* _Extract to read_:

★ ★ ★ ★ ★ ★ ★

After a severe vehicular accident left a 7-year-old boy with a devastating leg injury, his parents traveled from their home state to Duke in hopes of saving the limb.
“This was as bad as it can be,” says Jeffrey Marcus, MD, chief of plastic surgery in the Duke Division of Plastic, Maxillofacial, and Oral Surgery and chief of surgery at Duke Children’s Hospital & Health Center, who examined the patient. “The injury involved devascularization and massive injuries to his nerves, blood vessels, and arteries—a scenario that could likely result in amputation at any medical center.”
To treat the complex needs of this young patient, a multidisciplinary team was required to attend to his immediate needs and coordinate his care. Marcus credits Duke’s “hospital within a hospital structure” that enables seamless access to both adult and pediatric specialties. “We needed many different skill sets to care for this patient,” he says. “Vascular surgery, plastic surgery, specialized reconstructive microsurgery to reconnect nerves and move tissues, an accomplished PICU staff to deal with the boy’s trauma—it takes a tremendous infrastructure to do all of this in a coordinated fashion.”
In addition to Marcus, Jonathan Riboh, MD, sports medicine orthopaedic surgeon, stabilized the boy’s leg initially, cleaning his wounds to reduce the risk of infection and applying an external fixator to provide temporary stability while his blood vessels were reconnected. Leila Mureebe, MD, vascular surgeon, performed the procedure that saved the leg. Henry Rice, MD, pediatric surgeon, led the case from the general pediatric surgical perspective. Elizabeth Hubbard, MD, pediatric orthopaedic surgeon, performed limb lengthening and bone grafting procedures. Suhail Mithani, MD, hand surgeon and extremities reconstruction specialist, performed reconstructive procedures.
“You might think that being at a free-standing children’s hospital would be better in a case like this,” says Marcus, “but it was better for this patient to be here at Duke because all of these terrific surgeons were on call that night. Some of them care mostly for adults but we needed their specific skill for this child.”

★ ★ ★ ★ ★ ★ ★

* _Exercise data_:
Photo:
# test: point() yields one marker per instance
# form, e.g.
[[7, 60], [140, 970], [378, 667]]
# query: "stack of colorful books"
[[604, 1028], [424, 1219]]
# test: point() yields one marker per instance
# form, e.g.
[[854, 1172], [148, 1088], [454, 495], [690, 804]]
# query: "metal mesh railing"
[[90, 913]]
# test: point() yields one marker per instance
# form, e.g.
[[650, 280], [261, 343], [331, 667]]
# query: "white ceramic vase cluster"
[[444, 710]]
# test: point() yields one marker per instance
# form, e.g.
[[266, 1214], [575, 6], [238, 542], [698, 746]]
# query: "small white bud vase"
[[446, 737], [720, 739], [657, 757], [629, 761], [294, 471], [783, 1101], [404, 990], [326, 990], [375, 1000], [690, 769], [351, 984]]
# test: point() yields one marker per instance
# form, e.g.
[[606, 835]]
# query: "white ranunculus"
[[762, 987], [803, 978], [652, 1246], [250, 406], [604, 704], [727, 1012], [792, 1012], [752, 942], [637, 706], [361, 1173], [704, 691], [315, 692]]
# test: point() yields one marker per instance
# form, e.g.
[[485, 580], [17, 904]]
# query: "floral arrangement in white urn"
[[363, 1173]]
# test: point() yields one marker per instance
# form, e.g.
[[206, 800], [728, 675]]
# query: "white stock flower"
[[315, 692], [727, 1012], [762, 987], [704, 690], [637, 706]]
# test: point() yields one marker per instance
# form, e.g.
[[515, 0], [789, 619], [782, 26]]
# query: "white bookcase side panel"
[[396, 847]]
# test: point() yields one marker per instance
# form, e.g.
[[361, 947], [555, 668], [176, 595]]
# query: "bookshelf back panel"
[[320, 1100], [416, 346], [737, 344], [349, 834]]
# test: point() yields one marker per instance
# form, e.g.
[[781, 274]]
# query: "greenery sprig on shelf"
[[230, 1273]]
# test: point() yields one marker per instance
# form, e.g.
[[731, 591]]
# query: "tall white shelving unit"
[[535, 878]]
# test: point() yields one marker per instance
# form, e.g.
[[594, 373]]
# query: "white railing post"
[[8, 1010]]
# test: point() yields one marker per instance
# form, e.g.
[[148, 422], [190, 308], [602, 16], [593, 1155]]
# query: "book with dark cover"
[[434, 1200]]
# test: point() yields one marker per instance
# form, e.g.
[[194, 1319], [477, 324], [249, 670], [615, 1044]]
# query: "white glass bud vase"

★ ★ ★ ★ ★ ★ ★

* _Required tasks_:
1 - In the article about the boy's leg injury treated at Duke, which surgeon performed the procedure that saved the leg?
2 - Continue the article about the boy's leg injury treated at Duke from its last paragraph.

* _Responses by task_:
1 - Leila Mureebe, MD, a vascular surgeon.

2 -
Rice notes that many providers from the ED, PICU staff, and other departments came together to care for the patient. “Our system is really geared to work together as an interdisciplinary care team, which is essential for the care of children with complex injuries,” he says.
Duke Children’s Hospital & Health Center was one of the first centers designated as a Level 1 children’s surgical facility by the American College of Surgeons in late 2016—the highest level of certification for children’s hospital surgical programs. “This was an extensive process involving every aspect of patient care,” says Marcus. “We needed to make some changes within our infrastructure to show that we could take care of the most complex of situations—exactly this type of scenario,” he says. Rice adds that the designation process resulted in enhanced capacity for comprehensive interdisciplinary care and demonstrated Duke’s leadership in providing the safest and highest-quality specialized surgical care for children.
The team was able to save the boy’s leg, and although he required several surgeries and a long stay in the hospital, he recovered well from the initial trauma and stayed at Duke until treatment was complete. The Duke team connected the family with providers at a major medical center in their home state where he will receive ongoing care.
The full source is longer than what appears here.